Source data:
┄┄┄┄┄┄┄┄┄┄┄┄┄┄┄┄┄┄┄┄
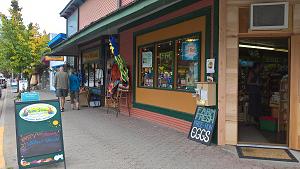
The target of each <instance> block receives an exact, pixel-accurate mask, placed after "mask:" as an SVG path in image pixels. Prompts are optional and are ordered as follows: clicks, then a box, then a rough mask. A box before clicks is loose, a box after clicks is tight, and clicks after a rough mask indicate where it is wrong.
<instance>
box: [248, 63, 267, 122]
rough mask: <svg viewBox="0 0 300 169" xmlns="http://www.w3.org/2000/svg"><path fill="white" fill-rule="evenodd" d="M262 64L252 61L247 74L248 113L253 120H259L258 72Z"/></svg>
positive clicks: (259, 86) (261, 66)
mask: <svg viewBox="0 0 300 169" xmlns="http://www.w3.org/2000/svg"><path fill="white" fill-rule="evenodd" d="M262 68H263V67H262V64H260V63H254V64H253V67H252V68H251V69H250V71H249V74H248V80H247V85H248V94H249V114H250V115H251V116H252V117H253V118H254V120H255V122H257V123H258V122H259V117H260V116H261V113H262V104H261V90H260V87H261V79H260V75H259V74H260V72H261V71H262Z"/></svg>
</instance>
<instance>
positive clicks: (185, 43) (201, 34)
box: [120, 0, 218, 133]
mask: <svg viewBox="0 0 300 169" xmlns="http://www.w3.org/2000/svg"><path fill="white" fill-rule="evenodd" d="M216 4H217V1H213V0H203V1H181V2H178V3H175V4H174V5H171V6H169V7H168V8H166V9H163V10H161V11H158V12H156V13H154V14H152V15H150V16H147V17H145V18H142V19H140V20H137V21H135V22H133V23H131V24H128V25H126V26H124V27H122V28H121V29H120V52H121V55H122V56H124V57H125V59H126V60H127V63H128V65H129V67H130V69H131V70H132V72H133V73H132V91H133V93H132V96H133V99H132V101H133V105H132V107H133V108H132V112H131V115H132V116H135V117H139V118H143V119H147V120H150V121H154V122H157V123H160V124H162V125H166V126H169V127H172V128H175V129H177V130H179V131H181V132H185V133H188V131H189V129H190V127H191V121H192V119H193V114H194V113H195V108H196V100H195V98H193V97H192V95H193V93H195V90H194V88H195V86H196V83H195V82H200V81H202V82H203V81H206V79H207V76H211V77H212V78H213V79H214V80H217V75H216V74H208V73H206V68H205V63H206V59H209V58H214V57H215V56H217V53H215V52H216V49H215V48H214V43H216V42H217V39H216V38H217V33H215V32H214V31H215V30H218V21H217V19H215V17H217V11H218V8H217V5H216ZM216 60H217V59H216Z"/></svg>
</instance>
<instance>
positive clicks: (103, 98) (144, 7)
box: [52, 0, 300, 149]
mask: <svg viewBox="0 0 300 169" xmlns="http://www.w3.org/2000/svg"><path fill="white" fill-rule="evenodd" d="M264 2H265V3H266V5H267V6H261V5H262V4H260V5H257V4H258V3H260V1H258V0H247V1H242V0H240V1H231V0H224V1H223V0H222V1H219V0H189V1H183V0H179V1H171V0H164V1H162V0H152V1H150V0H145V1H130V0H127V1H92V0H86V1H76V0H72V1H70V3H69V4H68V5H67V6H66V8H65V9H64V10H63V11H62V12H61V16H62V17H65V18H66V19H67V20H70V21H67V23H68V24H69V26H68V27H67V29H69V27H76V26H77V30H76V31H71V30H68V31H70V35H69V38H68V39H67V40H65V41H64V42H62V43H61V44H59V45H58V46H56V47H55V48H54V49H53V51H52V54H53V55H61V54H64V55H68V56H76V59H77V63H78V69H79V70H80V71H81V73H82V75H83V77H84V80H83V82H82V83H83V85H84V86H87V87H90V88H95V89H99V90H100V92H101V93H102V94H103V93H105V91H106V86H105V84H106V83H107V81H108V80H107V79H108V76H109V75H108V72H109V69H110V68H111V67H110V66H111V63H112V62H113V58H112V55H111V53H110V50H109V41H108V38H109V36H114V37H116V38H117V39H118V42H119V48H120V54H121V55H122V56H123V57H124V58H125V60H126V63H127V65H128V67H129V72H130V87H131V91H132V93H131V96H132V98H131V103H132V104H131V115H132V116H133V117H138V118H143V119H146V120H150V121H153V122H156V123H159V124H162V125H165V126H169V127H172V128H174V129H176V130H178V131H181V132H185V133H188V131H189V129H190V127H191V122H192V120H193V116H194V113H195V108H196V106H197V104H196V103H197V102H196V99H195V98H193V95H194V93H195V86H196V82H207V81H213V82H215V83H216V84H217V91H216V96H215V97H216V99H217V100H216V102H217V105H216V106H217V109H218V119H217V123H216V129H215V134H214V142H215V143H217V144H219V145H224V144H231V145H237V144H255V145H257V144H259V145H269V146H274V145H280V146H283V147H289V148H292V149H300V142H299V140H300V137H299V135H300V134H299V132H300V126H299V124H300V123H299V120H300V117H299V116H298V115H297V114H299V113H298V112H299V111H300V110H298V100H299V98H298V95H297V93H299V91H298V72H299V70H298V67H297V66H296V65H297V63H298V61H299V60H298V59H297V57H295V56H297V55H298V53H299V51H298V50H297V48H296V45H297V44H299V37H298V36H299V35H298V34H299V25H298V23H300V22H299V12H300V9H299V5H300V4H299V2H297V1H293V0H290V1H284V3H281V2H282V1H273V0H269V1H264ZM274 2H275V4H274ZM278 2H279V3H278ZM286 2H287V3H286ZM270 3H271V4H270ZM261 7H262V8H263V9H264V8H266V9H268V10H263V11H261V9H262V8H261ZM273 8H274V10H273ZM270 9H271V10H270ZM287 9H288V10H287ZM276 10H278V11H277V12H279V13H280V12H282V19H281V20H277V21H278V22H277V21H276V22H271V21H274V17H273V16H274V14H272V11H276ZM251 11H252V12H251ZM257 11H258V12H257ZM259 12H267V13H265V15H259ZM268 12H269V13H268ZM76 16H77V17H78V18H76ZM257 16H258V17H257ZM261 16H269V18H267V21H270V22H271V23H266V24H267V25H265V27H264V28H263V29H264V30H262V28H261V27H259V24H262V25H263V24H265V21H259V19H260V18H262V17H261ZM74 18H75V19H74ZM286 18H287V19H286ZM255 19H256V20H255ZM272 19H273V20H272ZM76 20H77V23H76V24H74V22H73V21H76ZM251 21H253V23H252V22H251ZM281 21H282V24H283V25H281V26H279V27H276V26H275V27H272V24H275V25H276V24H278V25H280V24H281V23H280V22H281ZM286 21H288V22H286ZM250 22H251V23H250ZM268 24H271V27H269V26H270V25H268ZM73 25H74V26H73ZM211 60H213V63H214V64H212V65H213V66H212V67H211V66H210V65H208V61H211ZM255 65H262V66H261V69H259V70H258V69H257V70H255V71H254V68H255V67H256V66H255ZM101 72H102V73H101ZM274 72H276V73H274ZM253 74H254V75H253ZM253 77H255V78H253ZM253 79H254V80H253ZM258 79H259V80H258ZM250 82H255V83H257V84H259V85H258V86H260V87H261V88H260V89H259V91H260V93H256V94H260V96H259V97H260V98H261V103H259V104H258V103H257V102H255V103H256V104H257V105H259V106H261V109H259V108H257V109H255V110H252V109H253V104H254V102H253V99H251V98H253V95H252V94H253V92H251V90H249V87H250V86H251V85H252V84H251V83H250ZM250 88H251V87H250ZM267 89H268V90H267ZM97 92H98V93H99V91H97V90H96V93H97ZM283 98H284V99H283ZM101 101H102V103H104V98H102V100H101ZM102 105H103V104H102ZM257 110H259V112H258V111H257ZM255 111H256V112H255ZM124 112H125V111H124ZM249 112H251V113H249ZM281 112H283V113H281ZM269 119H271V120H270V121H271V122H270V121H268V120H269ZM268 122H270V125H271V127H270V128H263V127H262V126H265V124H267V123H268ZM244 124H247V125H249V126H252V128H246V129H245V126H246V125H245V126H244ZM257 124H259V126H256V127H258V128H257V130H256V129H255V127H254V126H255V125H257ZM252 129H253V130H252ZM251 131H253V132H252V133H260V135H262V137H261V138H262V139H261V140H259V139H257V138H258V136H259V135H258V134H257V135H256V134H254V135H253V138H254V140H251V139H248V140H247V139H244V137H243V133H247V132H248V133H251Z"/></svg>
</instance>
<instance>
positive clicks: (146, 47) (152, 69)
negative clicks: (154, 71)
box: [140, 46, 154, 87]
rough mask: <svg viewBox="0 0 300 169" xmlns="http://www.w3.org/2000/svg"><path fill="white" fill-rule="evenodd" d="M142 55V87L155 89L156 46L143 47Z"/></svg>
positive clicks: (141, 64)
mask: <svg viewBox="0 0 300 169" xmlns="http://www.w3.org/2000/svg"><path fill="white" fill-rule="evenodd" d="M140 53H141V74H140V78H141V81H140V85H141V86H143V87H153V77H154V69H153V56H154V46H149V47H143V48H141V49H140Z"/></svg>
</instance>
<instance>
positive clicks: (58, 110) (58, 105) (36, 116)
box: [15, 100, 65, 169]
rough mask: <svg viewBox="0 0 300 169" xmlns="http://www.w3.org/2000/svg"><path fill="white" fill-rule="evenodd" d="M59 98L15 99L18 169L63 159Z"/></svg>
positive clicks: (61, 124) (61, 125)
mask: <svg viewBox="0 0 300 169" xmlns="http://www.w3.org/2000/svg"><path fill="white" fill-rule="evenodd" d="M59 107H60V105H59V101H58V100H45V101H34V102H15V120H16V139H17V152H18V164H19V168H20V169H25V168H31V167H38V166H42V165H46V164H52V163H57V162H65V155H64V145H63V133H62V123H61V112H60V108H59Z"/></svg>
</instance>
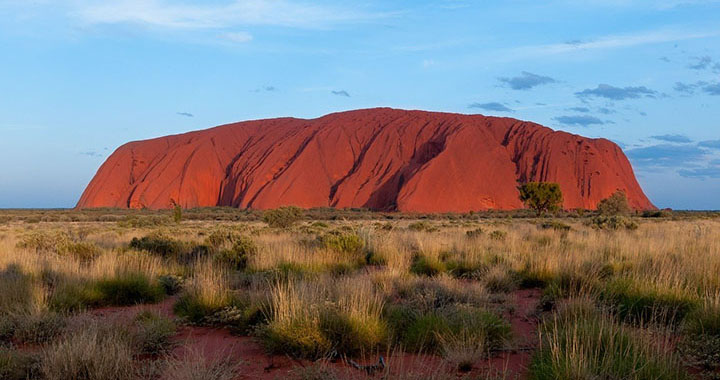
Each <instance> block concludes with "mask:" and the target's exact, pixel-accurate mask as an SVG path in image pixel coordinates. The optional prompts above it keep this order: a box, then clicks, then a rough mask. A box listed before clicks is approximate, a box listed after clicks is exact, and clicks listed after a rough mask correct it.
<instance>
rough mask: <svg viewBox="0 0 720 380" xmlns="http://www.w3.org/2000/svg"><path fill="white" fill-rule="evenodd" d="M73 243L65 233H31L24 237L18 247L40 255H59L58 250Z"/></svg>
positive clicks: (20, 239)
mask: <svg viewBox="0 0 720 380" xmlns="http://www.w3.org/2000/svg"><path fill="white" fill-rule="evenodd" d="M71 242H72V241H71V239H70V236H68V234H66V233H64V232H57V231H55V232H31V233H29V234H26V235H23V236H22V237H21V238H20V241H19V242H18V243H17V244H16V246H17V247H18V248H24V249H32V250H34V251H35V252H38V253H44V252H52V253H57V252H58V248H60V247H63V246H65V245H66V244H69V243H71Z"/></svg>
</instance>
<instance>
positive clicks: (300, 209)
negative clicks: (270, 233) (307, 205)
mask: <svg viewBox="0 0 720 380" xmlns="http://www.w3.org/2000/svg"><path fill="white" fill-rule="evenodd" d="M302 214H303V211H302V209H301V208H299V207H295V206H286V207H280V208H277V209H275V210H267V211H265V212H264V213H263V222H265V223H267V225H268V226H270V227H272V228H289V227H292V226H294V225H295V223H297V222H298V221H299V220H300V219H301V218H302Z"/></svg>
┄┄┄┄┄┄┄┄┄┄┄┄┄┄┄┄┄┄┄┄
• **Work order**
Count the lines in the entries above that contain the word "negative". Give only the number.

• **Written solution**
2